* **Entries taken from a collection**
──────────────────────────────

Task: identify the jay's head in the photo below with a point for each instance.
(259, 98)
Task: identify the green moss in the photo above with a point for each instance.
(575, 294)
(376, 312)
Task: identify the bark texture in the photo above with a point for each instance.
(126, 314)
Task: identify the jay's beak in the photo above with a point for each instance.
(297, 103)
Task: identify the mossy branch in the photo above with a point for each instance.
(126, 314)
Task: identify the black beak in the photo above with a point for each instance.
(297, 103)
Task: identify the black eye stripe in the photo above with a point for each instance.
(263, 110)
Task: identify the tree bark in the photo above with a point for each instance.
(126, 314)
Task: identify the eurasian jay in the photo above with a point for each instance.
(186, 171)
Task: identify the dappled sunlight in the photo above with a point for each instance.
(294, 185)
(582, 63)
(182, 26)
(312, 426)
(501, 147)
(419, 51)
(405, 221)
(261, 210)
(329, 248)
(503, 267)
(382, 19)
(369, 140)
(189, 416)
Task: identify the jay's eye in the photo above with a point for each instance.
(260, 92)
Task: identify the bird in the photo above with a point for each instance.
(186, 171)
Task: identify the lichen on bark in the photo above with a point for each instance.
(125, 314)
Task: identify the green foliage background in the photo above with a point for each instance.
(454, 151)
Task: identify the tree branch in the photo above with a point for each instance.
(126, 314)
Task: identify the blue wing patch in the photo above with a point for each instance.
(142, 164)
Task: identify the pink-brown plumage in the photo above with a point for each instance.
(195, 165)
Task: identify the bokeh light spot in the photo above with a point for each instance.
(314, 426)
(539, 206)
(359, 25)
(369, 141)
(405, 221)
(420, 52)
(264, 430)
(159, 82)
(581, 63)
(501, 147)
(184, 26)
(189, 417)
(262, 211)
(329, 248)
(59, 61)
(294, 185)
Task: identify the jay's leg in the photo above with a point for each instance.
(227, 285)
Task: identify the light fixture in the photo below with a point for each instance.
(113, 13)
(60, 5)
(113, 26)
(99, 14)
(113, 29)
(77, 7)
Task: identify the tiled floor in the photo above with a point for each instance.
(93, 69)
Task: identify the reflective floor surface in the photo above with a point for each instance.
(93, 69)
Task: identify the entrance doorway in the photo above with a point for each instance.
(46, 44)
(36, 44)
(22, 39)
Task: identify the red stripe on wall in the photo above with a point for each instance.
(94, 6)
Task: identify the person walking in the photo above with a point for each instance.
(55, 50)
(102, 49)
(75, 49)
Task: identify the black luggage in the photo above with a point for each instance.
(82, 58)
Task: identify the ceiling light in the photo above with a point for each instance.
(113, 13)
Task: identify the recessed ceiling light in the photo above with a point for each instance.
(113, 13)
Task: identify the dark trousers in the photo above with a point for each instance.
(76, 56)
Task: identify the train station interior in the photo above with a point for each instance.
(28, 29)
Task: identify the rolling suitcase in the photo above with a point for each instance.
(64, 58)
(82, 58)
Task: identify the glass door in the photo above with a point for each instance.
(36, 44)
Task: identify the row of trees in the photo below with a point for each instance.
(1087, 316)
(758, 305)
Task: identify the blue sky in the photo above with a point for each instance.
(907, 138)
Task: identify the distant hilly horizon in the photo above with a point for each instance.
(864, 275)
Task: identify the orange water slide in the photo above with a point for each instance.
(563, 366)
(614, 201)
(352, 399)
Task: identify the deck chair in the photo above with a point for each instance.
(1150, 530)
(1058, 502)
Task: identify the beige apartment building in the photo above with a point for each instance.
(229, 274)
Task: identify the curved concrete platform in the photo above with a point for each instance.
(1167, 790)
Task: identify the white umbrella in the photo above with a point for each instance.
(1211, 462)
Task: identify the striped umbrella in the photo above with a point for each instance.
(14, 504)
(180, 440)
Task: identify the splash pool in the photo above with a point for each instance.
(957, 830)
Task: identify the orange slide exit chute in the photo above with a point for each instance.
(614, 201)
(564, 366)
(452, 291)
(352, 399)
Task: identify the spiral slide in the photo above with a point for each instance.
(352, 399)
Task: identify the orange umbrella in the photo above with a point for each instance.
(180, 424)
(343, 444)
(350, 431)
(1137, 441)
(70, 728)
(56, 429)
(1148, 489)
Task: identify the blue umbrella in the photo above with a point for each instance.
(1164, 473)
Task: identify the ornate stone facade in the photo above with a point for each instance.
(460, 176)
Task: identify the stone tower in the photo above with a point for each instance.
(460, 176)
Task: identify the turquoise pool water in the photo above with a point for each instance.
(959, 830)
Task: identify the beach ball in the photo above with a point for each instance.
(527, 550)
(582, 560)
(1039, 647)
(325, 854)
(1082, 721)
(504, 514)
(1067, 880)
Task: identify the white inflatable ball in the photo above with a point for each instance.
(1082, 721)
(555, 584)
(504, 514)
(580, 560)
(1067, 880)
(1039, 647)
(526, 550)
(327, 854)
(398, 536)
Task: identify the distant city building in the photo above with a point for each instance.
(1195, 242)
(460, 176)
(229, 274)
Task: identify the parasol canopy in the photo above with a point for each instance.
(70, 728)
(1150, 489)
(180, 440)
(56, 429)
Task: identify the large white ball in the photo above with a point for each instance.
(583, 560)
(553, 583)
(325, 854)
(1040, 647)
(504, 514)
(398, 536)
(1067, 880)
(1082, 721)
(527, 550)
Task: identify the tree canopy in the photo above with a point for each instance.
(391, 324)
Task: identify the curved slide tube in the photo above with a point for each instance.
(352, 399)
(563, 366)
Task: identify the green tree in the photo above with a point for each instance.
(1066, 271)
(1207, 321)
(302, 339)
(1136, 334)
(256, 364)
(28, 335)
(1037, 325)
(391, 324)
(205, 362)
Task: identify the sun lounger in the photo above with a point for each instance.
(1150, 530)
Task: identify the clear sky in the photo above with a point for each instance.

──────────────────────────────

* **The problem**
Print out every entry, keeping each one exact.

* **Answer for this exercise**
Task: identify the jay's head in the photo below with a point for each instance.
(259, 98)
Task: identify the green moss in the photo above with a point for each instance.
(575, 294)
(376, 312)
Task: identify the bark texture in the photo above with a point for each instance.
(126, 314)
Task: identify the jay's beak in the photo above with a point for each instance.
(297, 103)
Task: identify the mossy branch in the photo above with a point for each instance.
(126, 314)
Task: identify the black beak in the photo above with a point for each instance.
(297, 103)
Task: identify the black eye stripe in the photo above with a point for each instance.
(263, 110)
Task: identify the tree bark in the photo above with a point for each instance.
(126, 314)
Task: identify the eurasian jay in the photo above with a point for each instance.
(186, 171)
Task: identify the dappled sunlight in the photo above with a point for each instance.
(294, 185)
(582, 63)
(182, 26)
(312, 426)
(501, 147)
(419, 51)
(405, 221)
(261, 210)
(329, 248)
(503, 267)
(382, 19)
(369, 140)
(189, 416)
Task: identify the jay's eye in the photo above with a point for each instance.
(260, 92)
Task: identify the bird in the photo above with a point for each instance.
(186, 171)
Task: identify the lichen on bark in the photo above with a point for each instance.
(125, 314)
Task: identify the green foliage background in the photo above with a point for each instance.
(454, 151)
Task: identify the tree branch in the photo above with a point for each instance.
(126, 314)
Task: identify the blue wing patch in the photo above with a point for each instance.
(142, 164)
Task: identify the pink-brown plumage in the photo above with a point for each instance.
(195, 165)
Task: identify the bokeh light spot in the photo above with a point for each instance.
(314, 426)
(539, 206)
(359, 25)
(369, 141)
(405, 221)
(420, 52)
(264, 430)
(159, 82)
(581, 63)
(501, 147)
(184, 26)
(189, 417)
(262, 211)
(329, 248)
(59, 61)
(294, 185)
Task: identify the jay's leg in the photo above with a point for each instance.
(227, 285)
Task: identify the light fixture in the photo below with a point for each instance.
(113, 13)
(60, 5)
(113, 26)
(99, 14)
(113, 29)
(77, 7)
Task: identify the tiled floor in the photo above with a point for each instance.
(93, 69)
Task: identify the reflective floor surface in the photo above with a point for each instance.
(93, 69)
Task: identify the entrance doorway in the photo above with a point for each instance.
(46, 44)
(36, 44)
(22, 39)
Task: identify the red stripe on wall in the photo above with a point for each instance.
(94, 6)
Task: identify the person walking in the photo above with a point for each instance.
(55, 50)
(102, 49)
(75, 49)
Task: identify the black luggage in the photo above with a point for each instance.
(82, 58)
Task: identify the ceiling light in the photo above with a point for each instance.
(113, 13)
Task: identify the recessed ceiling light in the photo above with a point for each instance.
(113, 13)
Task: identify the dark trousers in the photo above with a point for each instance.
(76, 56)
Task: identify the train station interior in the photo above with a point for each instance.
(28, 29)
Task: identify the rolling suitcase in the photo above with a point for each instance.
(64, 58)
(82, 58)
Task: identify the glass door in the photo above with a point for each instance.
(36, 44)
Task: identify the row of trees in the photo below with a point for each instance.
(1087, 316)
(758, 305)
Task: identify the blue sky in the photo above with a point for each instance.
(907, 138)
Task: identify the distant hilly horizon in the photo above with a point for each instance.
(864, 275)
Task: identify the orange water slide in the photo above with a point for each instance.
(563, 366)
(614, 201)
(352, 399)
Task: identify the deck chair in the photo above with a point for each instance.
(1150, 530)
(1058, 502)
Task: identify the beige apartment building in the photo above with a point for each instance.
(229, 274)
Task: identify the curved concrete platform in the photo above with a point for each instance.
(1167, 790)
Task: identify the white umbrella in the photo above with a point for each instance.
(1211, 462)
Task: identify the striped umbrella in the photo above with a point for each instance.
(14, 504)
(180, 440)
Task: identify the splash pool in the photo above with a point for each instance.
(957, 830)
Task: identify the orange slide exit chute in the photo above with a point for each instance.
(614, 201)
(564, 366)
(452, 291)
(352, 399)
Task: identify the spiral slide in the photo above with a point for each instance.
(352, 399)
Task: identify the orange umbrella in the photo above with a point for each instance.
(180, 424)
(343, 444)
(350, 431)
(1137, 441)
(70, 728)
(56, 429)
(1148, 489)
Task: identify the blue umbrella in the photo above with a point for each instance.
(1164, 473)
Task: identify the ornate stone facade in the photo above with a point for each instance.
(460, 176)
Task: identify the stone tower in the photo above with a point for each instance.
(460, 176)
Task: identify the turquoise pool water in the photo above with a point for each instance.
(959, 830)
Task: identify the beach ball in the photo above with a point for each instance.
(527, 550)
(582, 560)
(1039, 647)
(325, 854)
(1082, 721)
(504, 514)
(1067, 880)
Task: identify the white inflatable ball in the photo above with a point for each instance.
(1082, 721)
(555, 584)
(504, 514)
(580, 560)
(1067, 880)
(1039, 647)
(526, 550)
(327, 854)
(398, 536)
Task: identify the distant city building in the photo above with a point for each instance.
(1195, 242)
(460, 176)
(229, 274)
Task: identify the parasol canopy in the photo above with a point for each instance.
(70, 728)
(1150, 489)
(180, 440)
(56, 429)
Task: identify the large white ball in the photo above with a point for each instance.
(583, 560)
(553, 583)
(325, 854)
(1040, 647)
(504, 514)
(398, 536)
(1067, 880)
(1082, 721)
(527, 550)
Task: identify the tree canopy in the photo above with a point for each instance.
(391, 324)
Task: identify the curved slide tube in the photo above with a point for each instance.
(352, 399)
(563, 366)
Task: identify the green tree in the photo above with a point for each instance.
(1066, 271)
(1207, 321)
(302, 339)
(1136, 334)
(256, 364)
(28, 335)
(1037, 325)
(391, 324)
(205, 362)
Task: identify the sun lounger in the photo above with a point for each instance.
(1150, 530)
Task: identify the clear sky in the photo above with a point for each instance.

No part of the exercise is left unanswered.